INSTRUCTIONS:
[1] According to the blog post, roughly how long had it been since the previous post?
[2] Summarize the blog post in two sentences.
[3] Rewrite the blog post passage from "It's like trying" to "cheapening the experience.", substituting "mangoes" for "strawberries".

PAGE EXTRACT:
-=-=-

Tuesday, August 12, 2014

The End of an Era

I realize that it's been awhile since I last posted (almost three months!), but it hasn't been for lack of trying. It's been a busy summer, including starting a new job, officially finishing up my Peace Corps service, moving out of the convent and into a lovely house on the lake, an unfortunate stint in the hospital, and my first trip back to America in two years and three months.

I've tried to sit down and write a "sum it all up"post reflecting on how the last two years and a couple months have changed me for awhile now. But every time I've managed to find a couple of minutes to write, all I end up with is a bunch of cliches.

"It was the most profound experience of my life"
"Peace Corps is the hardest job you'll ever love"
"I went to Rwanda to teach others, but I ended up learning so much about the world and myself."

It's like trying to tell someone who has never tasted strawberries what they taste like, or trying to explain the complex plot of a movie or book without spoiling it, or those reviews of music albums that try to put the impossible into print. Every time I try to simplify the ups and downs of my Peace Corps service into a nice little blog post, it feels like I'm somehow cheapening the experience.

I am glad that I joined Peace Corps? Definitely.
Was it the hardest thing I've ever done? Absolutely.

-=-=-

(Dataset entries)
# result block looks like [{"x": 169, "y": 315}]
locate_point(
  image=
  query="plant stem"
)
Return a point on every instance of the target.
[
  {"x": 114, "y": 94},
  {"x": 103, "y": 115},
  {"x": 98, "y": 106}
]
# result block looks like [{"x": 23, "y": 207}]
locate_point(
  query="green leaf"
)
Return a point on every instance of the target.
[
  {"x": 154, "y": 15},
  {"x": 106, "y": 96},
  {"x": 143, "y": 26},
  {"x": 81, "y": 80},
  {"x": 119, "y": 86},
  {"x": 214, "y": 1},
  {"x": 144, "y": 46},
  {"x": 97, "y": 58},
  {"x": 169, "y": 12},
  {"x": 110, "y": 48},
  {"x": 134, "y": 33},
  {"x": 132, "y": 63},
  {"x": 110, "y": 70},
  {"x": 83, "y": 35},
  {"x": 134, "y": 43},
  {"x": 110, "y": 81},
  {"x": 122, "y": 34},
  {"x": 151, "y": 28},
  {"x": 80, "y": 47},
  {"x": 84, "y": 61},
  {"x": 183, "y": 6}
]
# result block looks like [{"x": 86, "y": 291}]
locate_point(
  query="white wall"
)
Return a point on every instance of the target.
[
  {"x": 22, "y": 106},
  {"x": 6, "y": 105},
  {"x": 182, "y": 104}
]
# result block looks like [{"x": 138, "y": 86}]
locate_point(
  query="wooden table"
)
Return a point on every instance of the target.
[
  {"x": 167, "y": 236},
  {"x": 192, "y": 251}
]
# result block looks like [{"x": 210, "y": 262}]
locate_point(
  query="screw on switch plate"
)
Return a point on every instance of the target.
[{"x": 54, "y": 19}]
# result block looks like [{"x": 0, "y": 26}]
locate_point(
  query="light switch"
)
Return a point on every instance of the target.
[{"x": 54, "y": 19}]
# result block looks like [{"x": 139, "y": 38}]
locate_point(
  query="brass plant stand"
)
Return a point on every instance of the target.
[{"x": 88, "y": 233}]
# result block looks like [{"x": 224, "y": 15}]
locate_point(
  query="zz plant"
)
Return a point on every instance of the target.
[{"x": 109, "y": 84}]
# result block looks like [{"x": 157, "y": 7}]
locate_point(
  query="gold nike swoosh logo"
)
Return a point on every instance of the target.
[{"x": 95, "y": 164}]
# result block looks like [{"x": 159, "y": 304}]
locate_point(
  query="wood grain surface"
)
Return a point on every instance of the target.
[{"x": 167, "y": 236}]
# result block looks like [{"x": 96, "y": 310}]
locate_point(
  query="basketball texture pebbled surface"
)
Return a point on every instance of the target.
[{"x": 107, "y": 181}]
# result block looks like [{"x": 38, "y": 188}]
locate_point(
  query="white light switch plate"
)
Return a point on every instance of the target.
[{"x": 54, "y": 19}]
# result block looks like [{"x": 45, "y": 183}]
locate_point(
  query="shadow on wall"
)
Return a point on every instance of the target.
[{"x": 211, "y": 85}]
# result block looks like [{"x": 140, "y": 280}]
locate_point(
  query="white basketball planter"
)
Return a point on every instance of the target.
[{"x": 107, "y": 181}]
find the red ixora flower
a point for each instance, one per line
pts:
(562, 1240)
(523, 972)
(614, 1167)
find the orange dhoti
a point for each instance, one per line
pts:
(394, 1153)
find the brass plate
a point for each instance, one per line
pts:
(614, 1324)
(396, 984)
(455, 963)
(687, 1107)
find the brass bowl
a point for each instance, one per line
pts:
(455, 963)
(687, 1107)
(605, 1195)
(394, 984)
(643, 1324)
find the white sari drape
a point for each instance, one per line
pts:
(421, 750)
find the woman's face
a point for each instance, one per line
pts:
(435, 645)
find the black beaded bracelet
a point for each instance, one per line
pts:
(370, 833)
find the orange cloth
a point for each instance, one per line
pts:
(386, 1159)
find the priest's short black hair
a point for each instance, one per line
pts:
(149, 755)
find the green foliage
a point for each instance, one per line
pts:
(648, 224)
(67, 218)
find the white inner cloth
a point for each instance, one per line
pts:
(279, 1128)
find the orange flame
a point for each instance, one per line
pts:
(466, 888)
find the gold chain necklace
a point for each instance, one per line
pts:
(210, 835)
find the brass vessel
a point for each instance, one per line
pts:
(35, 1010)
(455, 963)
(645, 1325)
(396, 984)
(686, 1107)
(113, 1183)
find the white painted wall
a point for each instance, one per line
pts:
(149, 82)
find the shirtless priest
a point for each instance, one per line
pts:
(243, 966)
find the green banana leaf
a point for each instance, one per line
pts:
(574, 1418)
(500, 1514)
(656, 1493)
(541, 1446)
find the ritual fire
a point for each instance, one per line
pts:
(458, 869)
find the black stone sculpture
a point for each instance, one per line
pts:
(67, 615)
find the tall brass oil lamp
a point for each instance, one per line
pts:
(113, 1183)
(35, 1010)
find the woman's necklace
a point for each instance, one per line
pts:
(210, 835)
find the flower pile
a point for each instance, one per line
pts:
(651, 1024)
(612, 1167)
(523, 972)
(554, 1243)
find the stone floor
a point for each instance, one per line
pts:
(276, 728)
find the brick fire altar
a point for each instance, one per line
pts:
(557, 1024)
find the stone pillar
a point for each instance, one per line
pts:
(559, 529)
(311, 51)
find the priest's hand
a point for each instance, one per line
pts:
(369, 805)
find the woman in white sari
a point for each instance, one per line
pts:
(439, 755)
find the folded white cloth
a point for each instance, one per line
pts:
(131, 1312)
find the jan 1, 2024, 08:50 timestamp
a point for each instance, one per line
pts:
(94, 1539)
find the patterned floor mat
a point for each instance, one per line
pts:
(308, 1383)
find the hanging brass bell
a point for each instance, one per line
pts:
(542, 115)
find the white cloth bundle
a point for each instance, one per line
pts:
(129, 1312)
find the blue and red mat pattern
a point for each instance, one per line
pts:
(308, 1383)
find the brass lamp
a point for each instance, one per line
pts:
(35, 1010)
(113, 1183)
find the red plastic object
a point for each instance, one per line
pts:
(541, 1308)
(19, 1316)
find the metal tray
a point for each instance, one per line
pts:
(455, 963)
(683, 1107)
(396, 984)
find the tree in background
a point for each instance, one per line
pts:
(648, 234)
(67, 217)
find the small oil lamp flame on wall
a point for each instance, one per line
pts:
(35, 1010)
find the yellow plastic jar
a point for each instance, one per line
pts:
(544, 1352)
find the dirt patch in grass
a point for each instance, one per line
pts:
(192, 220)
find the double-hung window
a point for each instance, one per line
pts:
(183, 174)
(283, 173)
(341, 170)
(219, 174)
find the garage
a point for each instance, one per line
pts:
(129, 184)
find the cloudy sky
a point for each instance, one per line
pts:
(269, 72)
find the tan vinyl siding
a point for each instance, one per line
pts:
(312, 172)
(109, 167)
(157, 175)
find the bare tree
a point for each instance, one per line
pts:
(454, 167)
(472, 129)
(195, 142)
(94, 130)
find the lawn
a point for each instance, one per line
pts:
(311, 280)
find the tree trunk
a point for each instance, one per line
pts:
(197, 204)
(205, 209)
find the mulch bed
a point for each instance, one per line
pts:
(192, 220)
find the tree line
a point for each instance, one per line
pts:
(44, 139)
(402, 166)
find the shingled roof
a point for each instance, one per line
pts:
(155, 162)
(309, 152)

-=-=-

ANSWERS IN ORDER:
[1] Almost three months.

[2] The writer has not posted for almost three months because of a busy summer that included a new job, the official end of Peace Corps service, a move, a hospital stay and a first trip back to America in over two years. Every attempt to write a reflective post about the service produces only cliches and feels like cheapening the experience, though the writer is definitely glad to have joined and calls it the hardest thing ever done.

[3]
It's like trying to tell someone who has never tasted mangoes what they taste like, or trying to explain the complex plot of a movie or book without spoiling it, or those reviews of music albums that try to put the impossible into print. Every time I try to simplify the ups and downs of my Peace Corps service into a nice little blog post, it feels like I'm somehow cheapening the experience.